_PROBLEM TO SOLVE:_ Gather every line of the data below that contains the string "building", and reproduce each one in full. Treat uppercase and lowercase letters as distinct.

_LISTED ENTRIES:_

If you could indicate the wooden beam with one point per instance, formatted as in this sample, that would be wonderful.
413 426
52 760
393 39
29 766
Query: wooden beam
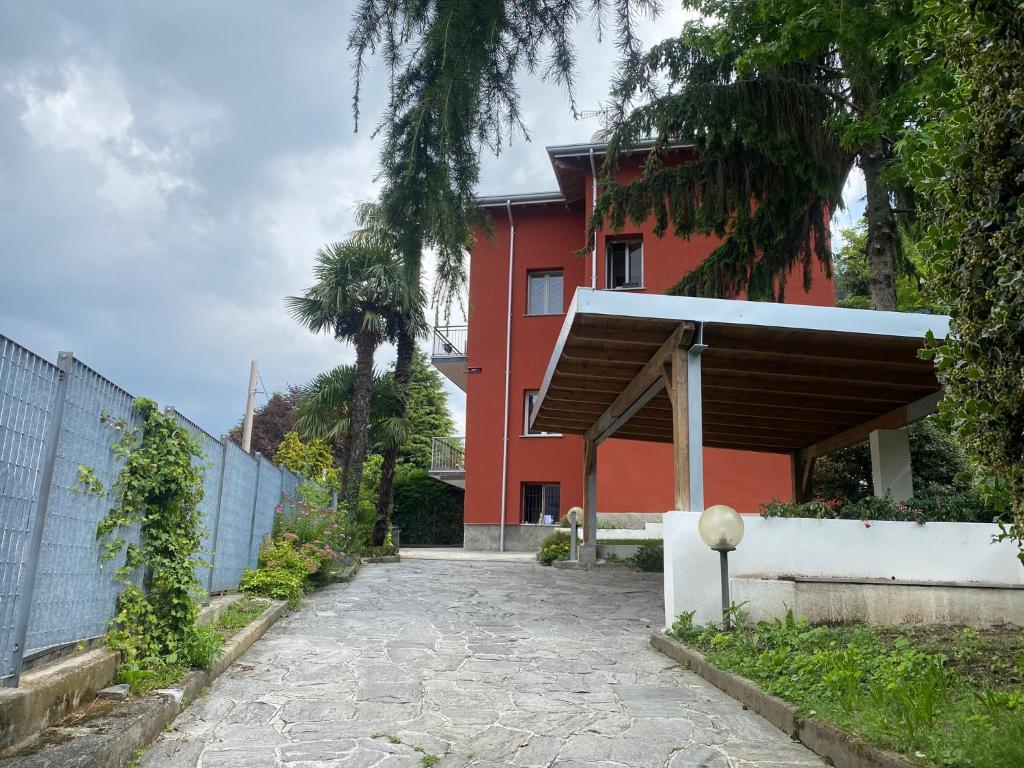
849 372
596 373
679 393
614 335
641 383
800 388
758 398
895 419
590 492
603 354
803 475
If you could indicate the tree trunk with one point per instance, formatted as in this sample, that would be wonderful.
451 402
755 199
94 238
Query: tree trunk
385 495
358 427
883 238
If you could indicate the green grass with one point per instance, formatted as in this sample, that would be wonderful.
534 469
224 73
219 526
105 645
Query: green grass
950 695
239 615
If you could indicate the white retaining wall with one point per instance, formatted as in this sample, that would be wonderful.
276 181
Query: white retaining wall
937 552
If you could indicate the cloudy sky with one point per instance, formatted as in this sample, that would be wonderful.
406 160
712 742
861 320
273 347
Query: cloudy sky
169 169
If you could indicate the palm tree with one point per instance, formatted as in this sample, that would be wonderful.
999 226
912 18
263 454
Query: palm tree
410 323
324 410
358 286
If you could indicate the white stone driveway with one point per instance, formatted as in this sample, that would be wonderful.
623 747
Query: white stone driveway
471 663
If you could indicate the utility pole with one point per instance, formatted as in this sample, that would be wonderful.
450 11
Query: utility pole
247 429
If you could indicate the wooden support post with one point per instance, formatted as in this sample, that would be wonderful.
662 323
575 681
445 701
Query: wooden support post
803 475
590 493
679 394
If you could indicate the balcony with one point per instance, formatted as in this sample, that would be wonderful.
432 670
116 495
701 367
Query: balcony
449 353
448 460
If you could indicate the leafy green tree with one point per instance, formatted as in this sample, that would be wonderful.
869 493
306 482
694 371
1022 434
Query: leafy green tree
938 463
358 291
453 95
311 460
851 272
325 409
968 161
780 99
378 229
271 422
427 413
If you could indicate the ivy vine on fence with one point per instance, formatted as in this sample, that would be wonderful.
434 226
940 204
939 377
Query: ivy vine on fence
160 487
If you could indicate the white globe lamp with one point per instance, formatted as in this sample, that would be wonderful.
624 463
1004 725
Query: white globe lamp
721 527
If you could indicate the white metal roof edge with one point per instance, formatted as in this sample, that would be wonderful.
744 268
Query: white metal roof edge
764 313
738 312
522 199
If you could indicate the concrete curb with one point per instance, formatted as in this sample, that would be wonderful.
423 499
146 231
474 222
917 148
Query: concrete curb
51 691
111 739
577 565
348 573
839 748
384 559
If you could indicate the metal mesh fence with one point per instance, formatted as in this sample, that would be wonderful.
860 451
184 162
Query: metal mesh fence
267 498
74 596
212 460
239 494
67 426
28 391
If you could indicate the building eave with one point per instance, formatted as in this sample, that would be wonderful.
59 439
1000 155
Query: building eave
500 201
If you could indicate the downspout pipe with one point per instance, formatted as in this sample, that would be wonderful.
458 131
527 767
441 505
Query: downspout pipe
508 380
593 207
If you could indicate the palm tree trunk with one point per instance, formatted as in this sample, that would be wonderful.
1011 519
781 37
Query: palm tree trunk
883 238
358 428
385 493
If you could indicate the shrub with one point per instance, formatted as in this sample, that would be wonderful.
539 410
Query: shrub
429 512
649 557
555 547
278 583
943 505
202 646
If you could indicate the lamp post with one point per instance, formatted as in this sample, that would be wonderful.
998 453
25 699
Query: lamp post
721 527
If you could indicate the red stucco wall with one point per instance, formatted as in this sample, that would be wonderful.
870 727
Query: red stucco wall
632 476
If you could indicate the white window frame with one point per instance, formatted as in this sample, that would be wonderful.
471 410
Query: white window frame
629 285
545 274
526 412
544 500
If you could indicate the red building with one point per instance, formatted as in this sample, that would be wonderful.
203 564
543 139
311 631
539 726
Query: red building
522 279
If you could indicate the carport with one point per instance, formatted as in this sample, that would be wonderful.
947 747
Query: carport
752 376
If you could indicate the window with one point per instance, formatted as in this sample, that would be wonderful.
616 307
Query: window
545 292
527 413
540 502
625 268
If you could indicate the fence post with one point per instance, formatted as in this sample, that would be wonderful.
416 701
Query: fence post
216 515
24 608
252 521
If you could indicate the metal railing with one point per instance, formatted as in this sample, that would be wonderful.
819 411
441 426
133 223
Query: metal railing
450 341
448 455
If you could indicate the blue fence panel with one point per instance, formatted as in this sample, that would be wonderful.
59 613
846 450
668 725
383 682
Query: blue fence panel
267 499
28 389
74 597
238 497
288 482
212 459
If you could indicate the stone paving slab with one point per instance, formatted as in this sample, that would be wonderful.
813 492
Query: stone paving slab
479 664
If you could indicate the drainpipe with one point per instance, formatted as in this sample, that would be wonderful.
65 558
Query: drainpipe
593 206
508 375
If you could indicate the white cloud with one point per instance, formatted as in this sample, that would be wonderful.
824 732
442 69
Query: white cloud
81 109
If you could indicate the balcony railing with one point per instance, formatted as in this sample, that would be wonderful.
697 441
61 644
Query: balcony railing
448 455
450 341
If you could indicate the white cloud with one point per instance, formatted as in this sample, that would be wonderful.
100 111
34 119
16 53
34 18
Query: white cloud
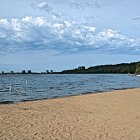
62 36
44 6
136 18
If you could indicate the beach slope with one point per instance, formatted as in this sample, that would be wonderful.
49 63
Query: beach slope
104 116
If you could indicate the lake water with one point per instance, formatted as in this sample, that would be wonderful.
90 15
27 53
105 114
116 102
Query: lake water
17 88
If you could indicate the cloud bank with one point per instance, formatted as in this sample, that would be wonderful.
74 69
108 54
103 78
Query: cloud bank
30 34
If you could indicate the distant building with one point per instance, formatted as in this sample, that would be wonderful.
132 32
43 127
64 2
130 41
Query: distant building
51 71
23 72
29 72
47 71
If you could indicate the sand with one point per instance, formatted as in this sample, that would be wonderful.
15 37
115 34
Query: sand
104 116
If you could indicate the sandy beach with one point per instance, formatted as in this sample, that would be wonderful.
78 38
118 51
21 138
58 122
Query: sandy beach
104 116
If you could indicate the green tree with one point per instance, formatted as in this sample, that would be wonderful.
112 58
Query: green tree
138 68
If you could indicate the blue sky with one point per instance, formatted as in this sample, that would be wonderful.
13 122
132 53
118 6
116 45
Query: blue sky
61 34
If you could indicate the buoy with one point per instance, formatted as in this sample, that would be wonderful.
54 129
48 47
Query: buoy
10 88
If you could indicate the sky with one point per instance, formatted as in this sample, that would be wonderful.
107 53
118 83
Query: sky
59 34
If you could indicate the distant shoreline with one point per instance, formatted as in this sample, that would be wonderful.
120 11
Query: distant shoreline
67 96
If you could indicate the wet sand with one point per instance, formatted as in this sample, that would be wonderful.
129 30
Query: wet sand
104 116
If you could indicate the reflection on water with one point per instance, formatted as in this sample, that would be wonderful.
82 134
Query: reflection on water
15 88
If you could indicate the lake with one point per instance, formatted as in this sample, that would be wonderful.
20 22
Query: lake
18 88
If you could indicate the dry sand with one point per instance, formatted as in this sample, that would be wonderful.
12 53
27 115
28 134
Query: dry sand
106 116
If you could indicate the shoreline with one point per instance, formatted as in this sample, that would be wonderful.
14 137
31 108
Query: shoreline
104 116
61 97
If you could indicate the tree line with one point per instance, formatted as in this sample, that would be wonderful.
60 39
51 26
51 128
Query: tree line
131 68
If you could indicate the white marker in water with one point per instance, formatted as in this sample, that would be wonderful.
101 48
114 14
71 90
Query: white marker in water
10 88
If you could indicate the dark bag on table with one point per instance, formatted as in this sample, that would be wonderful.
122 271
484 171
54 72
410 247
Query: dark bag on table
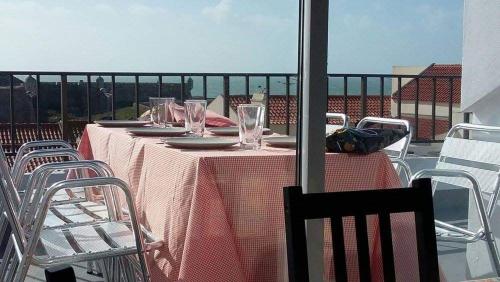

_FULL ANSWER:_
If you could indicate the building eave with one point per instance, formatted as in this sample, that would be wonderful.
Query: building eave
If you could indicate the red building with one point per instance, formatted as in this sample, that would be wonderful.
Query: red building
If you could indicate the distant building with one point per instance, formatted as in this sample, that would be wonderful.
Query: distant building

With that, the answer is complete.